## EXTRAIT DE PAGE
Or, comment la grâce est-elle avec nous ? C’est quand nous rie faisons point outrage à ce divin bienfait ; c’est quand nous ne sommes point lâches en face d’un don si précieux. Qu’est-ce que la grâce ? La rémission des péchés, notre purification, car elle-même est en nous. Que si quelqu’un lui fait outrage, peut-il dès lors la conserver ? Ne la perd-il pas aussitôt ? Par exemple, Dieu vous a pardonné vos péchés, mais comment avec vous demeurera cette grâce, cette estime de Dieu, cette opération de l’esprit, si vous ne la retenez pas par vos bonnes œuvres ? Car la cause de tous les biens en nous, c’est précisément cette habitation continuelle de la grâce du Saint-Esprit dans nos âmes ; c’est elle qui se fait notre guide en toutes choses, comme aussi, dès qu’elle nous échappe, elle nous laisse éperdus et comme dans un désert.
3. Gardons-nous donc de la repousser ; car il est en notre pouvoir qu’elle demeure ou qu’elle se retire. Elle reste, quand nos pensées ont trait au ciel ; elle s’en va, quand nos idées s’attachent aux choses de cette vie. C’est l’esprit « que le monde », dit Jésus-Christ, « ne peut recevoir, parce qu’il ne le voit pas ni ne le connaît pas ». (Jn. 14,17) Il appelle « monde » une vie mauvaise et honteuse. Comprenez-vous qu’une vie mondaine ne peut le posséder ? Il nous faut donc dépenser beaucoup d’efforts pour le retenir en nous, de sorte qu’il soit l’intendant et le directeur de tous nos biens, et qu’il nous établisse dans une ferme tranquillité, dans une paix abondante.

## EXERCICES À RÉALISER
1) Relevez, dans l'ordre, toutes les phrases interrogatives du passage sur la grâce.
2) Poursuivez le passage sur la grâce à partir de sa dernière phrase.

(Entrées de données collectées)
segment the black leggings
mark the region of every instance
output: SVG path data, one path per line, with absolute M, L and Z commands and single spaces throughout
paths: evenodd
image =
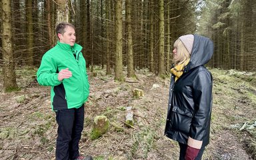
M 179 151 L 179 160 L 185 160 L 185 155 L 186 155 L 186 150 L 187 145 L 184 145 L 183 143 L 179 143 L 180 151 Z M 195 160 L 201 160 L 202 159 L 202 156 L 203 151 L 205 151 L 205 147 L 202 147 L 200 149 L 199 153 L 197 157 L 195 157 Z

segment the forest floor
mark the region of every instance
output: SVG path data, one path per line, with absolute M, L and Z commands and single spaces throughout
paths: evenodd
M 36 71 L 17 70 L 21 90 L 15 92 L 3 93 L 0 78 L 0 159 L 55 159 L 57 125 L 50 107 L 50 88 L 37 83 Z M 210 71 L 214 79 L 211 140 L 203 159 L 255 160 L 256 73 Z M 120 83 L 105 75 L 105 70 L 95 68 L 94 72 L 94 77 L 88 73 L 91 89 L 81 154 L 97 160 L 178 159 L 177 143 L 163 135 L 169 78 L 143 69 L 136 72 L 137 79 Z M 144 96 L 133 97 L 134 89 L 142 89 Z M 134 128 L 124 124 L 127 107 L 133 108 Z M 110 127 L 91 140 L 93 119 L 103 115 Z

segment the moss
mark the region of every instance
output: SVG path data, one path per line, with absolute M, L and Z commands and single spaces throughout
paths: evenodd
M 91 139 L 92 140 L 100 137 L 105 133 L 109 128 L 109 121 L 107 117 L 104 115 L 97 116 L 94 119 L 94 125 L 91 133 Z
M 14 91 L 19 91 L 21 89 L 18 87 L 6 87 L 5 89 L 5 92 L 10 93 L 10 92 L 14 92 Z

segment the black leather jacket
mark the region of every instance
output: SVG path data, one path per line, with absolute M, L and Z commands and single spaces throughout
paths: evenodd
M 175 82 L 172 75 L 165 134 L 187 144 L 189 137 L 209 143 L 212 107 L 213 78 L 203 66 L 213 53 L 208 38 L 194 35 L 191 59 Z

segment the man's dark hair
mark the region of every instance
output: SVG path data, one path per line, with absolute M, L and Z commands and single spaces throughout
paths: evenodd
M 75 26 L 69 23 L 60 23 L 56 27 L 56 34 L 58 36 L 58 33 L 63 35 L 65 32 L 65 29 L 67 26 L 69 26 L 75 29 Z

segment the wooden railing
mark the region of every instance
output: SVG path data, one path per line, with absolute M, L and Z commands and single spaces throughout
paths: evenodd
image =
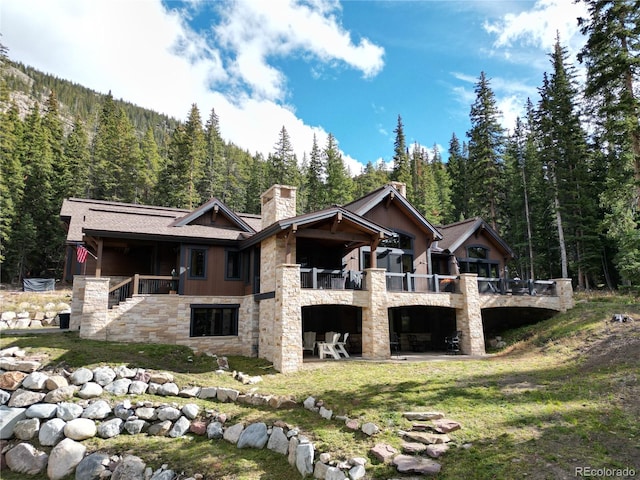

## RÉPONSES À L'EXERCICE
1)
- Or, comment la grâce est-elle avec nous ?
- Qu'est-ce que la grâce ?
- Que si quelqu'un lui fait outrage, peut-il dès lors la conserver ?
- Ne la perd-il pas aussitôt ?
- Par exemple, Dieu vous a pardonné vos péchés, mais comment avec vous demeurera cette grâce, cette estime de Dieu, cette opération de l'esprit, si vous ne la retenez pas par vos bonnes œuvres ?
- Comprenez-vous qu'une vie mondaine ne peut le posséder ?

2)
Poussé par un vent favorable, un navire ne sent point d’arrêt, ne craint point de naufrage, tant que souffle cette aide puissante et persévérante. Rentré au port, il va rapporter et aux matelots et aux passagers une belle part de gloire ; aux uns, il octroie le repos et leur permet de ne plus se courber sur les rames ; aux autres, il fait oublier toutes les craintes, et leur laisse comme un magnifique spectacle, le souvenir de son fortuné voyage. Ainsi en est-il de l’âme secondée par le Saint-Esprit ; elle est plus forte que toutes les vagues que soulèvent les peines de la vie ; elle fend la route qui porte an ciel, avec plus de vitesse encore que l’heureux navire ; car elle n’est point poussée par le vent, mais elle a des voiles, des voiles pures que le Paraclet daigne gonfler ; elle chasse de sa pensée tout ce qui pourrait l’amollir et l’énerver. Car de même que le vent qui tombe sur une voile lâche et mal tendue, n’a sur elle aucune prise ; ainsi le Saint-Esprit, rencontrant une âme énervée, n’y accepte pas un long séjour : il exige, au contraire, du ton et de la vigueur.
Il nous faut donc acquérir cette ardeur de l’âme, cette vivacité, cette force résolue des œuvres. Ainsi, vaquons-nous à la prière ? Que ce soit avec une énergique tension de l’âme, déployant notre cœur vers le ciel, non pas avec des cordages matériels, mais à l’aide d’une ferme et vive résolution. Exerçons-nous la miséricorde avec les pauvres ? Ici encore, il faut une tension vigoureuse, pour que la voilure ne se relâche jamais sous le choc des soucis domestiques, de précautions pour les enfants, d’inquiétudes pour l’épouse, d’une crainte personnelle de la pauvreté. Que si nous raidissons notre cœur de tous côtés par la sainte espérance des biens immortels, il sera disposé dès lors à recevoir le souffle puissant de l’Esprit divin ; dès lors il ne sera plus frappé par les créatures éphémères et misérables d’ici-bas ; ou, s’il en subit encore le choc, loin d’en être blessé, il repoussera par sa fermeté, il abattra par sa résistance leur attaque impuissante.
Mais, répétons-le : il faut savoir nous raidir vigoureusement. Car nous aussi nous naviguons sur une mer immense et découverte, remplie de monstres, hérissée d’écueils, féconde pour nous en orages, et qui du calme le plus profond, passe subitement aux plus cruelles tempêtes. Si donc nous voulons faire une navigation facile et sans péril, il nous faut tendre nos voiles, c’est-à-dire, raidir notre libre arbitre.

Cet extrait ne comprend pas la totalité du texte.